The point is, the code that you’re running is your responsibility, regardless of who wrote it. When that code makes money, that’s your money – and when that code causes problems, those are your problems. And code can cause problems in all sorts of unprecedented ways. In early 2019, a doctor from Leicester tried to apply online for a Barclaycard and got this error message:
The application - Nikki - shared a screenshot of this on Twitter , and the internet picked up on this and it went viral – headlines in the media about “Barclaycard says women can’t be doctors”.
That’s just one of the many ways that code can go wrong – or at least, behave in ways you didn’t expect. But what if it doesn’t? What if you’ve hired that hypothetical team of 100% unicorn rockstars and shipped a codebase that is literally flawless? No bugs, no defects, every single detail has been polished until the whole thing is absolutely perfect? What could possibly go wrong?
Well, let’s start with the dependencies you’re never going to be able to control. Even perfect code needs hardware to run on, and from time to time, we discover vulnerabilities in the hardware itself. In January 2018, Intel went public with news of two security vulnerabilities codenamed Meltdown and Spectre. These exploits relied on branching behaviour in just about every processor chip on the market – desktops, laptops, mobile phones, tablets – and because the vulnerability existed in the physical design of the processor, there’s no way you could just patch one code module or update one system. Vendors fairly quickly released patches for the most popular operating systems and applications – but because the vulnerability was inextricably coupled to a particular feature of these processors intended to improve performance, in some cases the only way to fix the problem was to disable support those features, which actually slowed down the machines; Intel’s chief of security, Leslie Culbertson, reported a performance impact of up to 8%.
Now, most of the major vendors have now released patches for Spectre and Meltdown, but the real fix for it is… yeah, you guessed it. Buy a new computer. Intel and the other CPU manufacturers affected by the vulnerability have addressed it in their current and future hardware designs, so if you want perfect security and don’t want to compromise on performance, all you need to do is replace all your computers. Which is actually a lot easier than it looks for most of us, because if you’re hosting on Amazon Web Services or Google Cloud or Microsoft Azure, it’s probably already happened and you didn’t even know about it. If you’re one of those organisation that still has a rack of Dell PowerEdge servers in the basement, you’re in for a slightly more involved upgrade process… just remember to clip the power cables to something so you don’t lose them down the back of the rack, and when you get the new server out of its box, lift with the knees, NOT with the back.
But this brings us on to another cost of code. We’re all creating these amazing, immersive user experiences – virtual reality, augmented reality, machine learning, high-definition video and real-time streaming and any number of other things that are light years away from playing Super Mario until your thumbs hurt. And those experiences demand more from the hardware. Faster processors, more memory, more storage, more bandwidth. But that’s fine, because as an industry, we’ve always had this sort of tacit understanding that a new computer costs about a grand and in five years it’ll be scrap, so if our code is too demanding for our users’ hardware, we just need to wait a couple of years. That’s even reflected in the way UK and US tax law works – we accept that buying a new computer every five years is just a cost of doing business. And when it comes to mobile phones, it’s even worse.

**Task directions**. Carry on the piece about the hidden costs of running code, starting right after its last sentence. Nothing in the material is needed here.

**Supplied material**.
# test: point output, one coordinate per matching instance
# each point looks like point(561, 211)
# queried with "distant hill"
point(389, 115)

**Written answer**.
The mobile industry has managed to convince us that we should all get a new phone every two years. By hiding the cost of the handset in expensive monthly contracts, it’s easy to overlook the fact that we’re often paying hundreds of pounds for a phone we’ll use for a couple of years, and then we start getting those text messages – you know… ‘Hey! Time for an upgrade!’ And we think ‘oh, man, maybe my phone is crap? What if I get mocked in the street and my children don’t respect me any more?’
I have an iPad at home that still works perfectly. iPad 2, bought in late 2013. It cost about six hundred pounds. It’s less than six years old. It works perfectly, and yet it’s pretty much useless. You see, nobody makes apps for a six-year-old tablet any more. Sure, it can run mail and Safari and stuff, but the apps that actually made it worth using – things like Netflix and BBC iPlayer and GarageBand – just don’t work any more. And they don’t work because they all require iOS 10 or higher, and you can’t upgrade an iPad 2 any higher than iOS 9, and the old versions of those apps – the ones that worked beautifully back in 2015 – are deprecated. The APIs and endpoints they relied on are shut down, decommissioned, and there’s no other way to install any apps on it because the iPad is very much locked into the walled garden that is the iOS ecosystem. So that iPad lives in a drawer, along with my iPhone 4 that doesn’t work any more because the battery has failed, my iPhone 5 that doesn’t work any more because the power switch stopped working… I think there’s even a couple of old Nokias in there somewhere.
Now, a modern smartphone is absolute masterpieces of engineering. Every single component and subsystem is a work of technical genius – signal processing chips, floating quantum gate semiconductors, lenses made from perfect slivers of artificial sapphire, high-definition microphones the size of a grain of sand. And to manufacture those components, you need very, very special materials.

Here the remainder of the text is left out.